> [What is required]: Lines in the following data that contain the string "give" are to be counted. Report only their number.

> [The data]:
- - - -

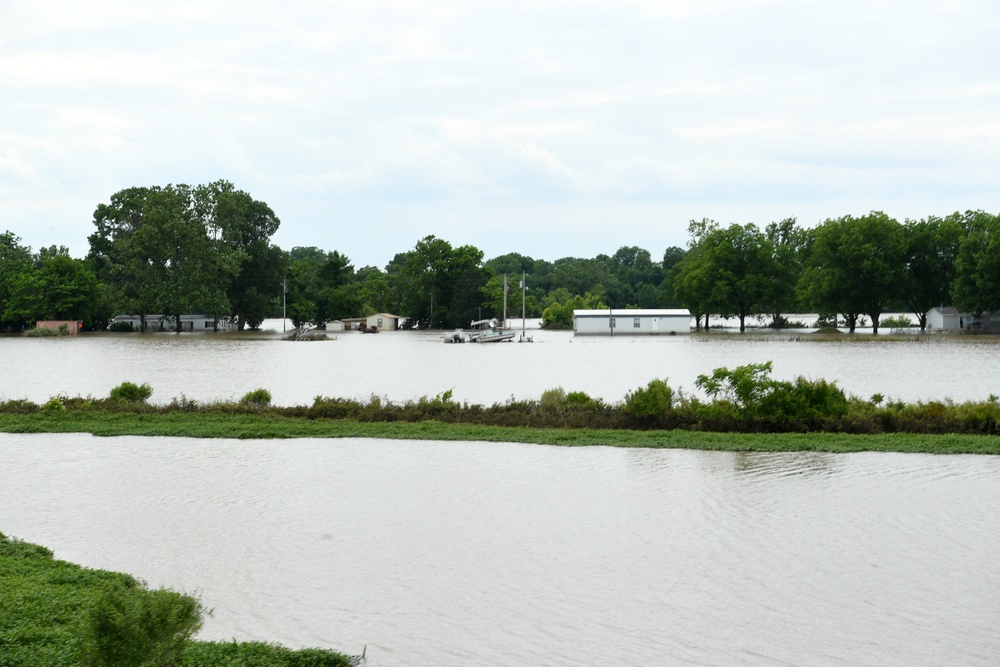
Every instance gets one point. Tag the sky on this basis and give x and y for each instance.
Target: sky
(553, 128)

- - - -

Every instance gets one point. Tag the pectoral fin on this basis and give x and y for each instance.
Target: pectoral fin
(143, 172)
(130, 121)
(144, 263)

- - - -

> [Final answer]: 2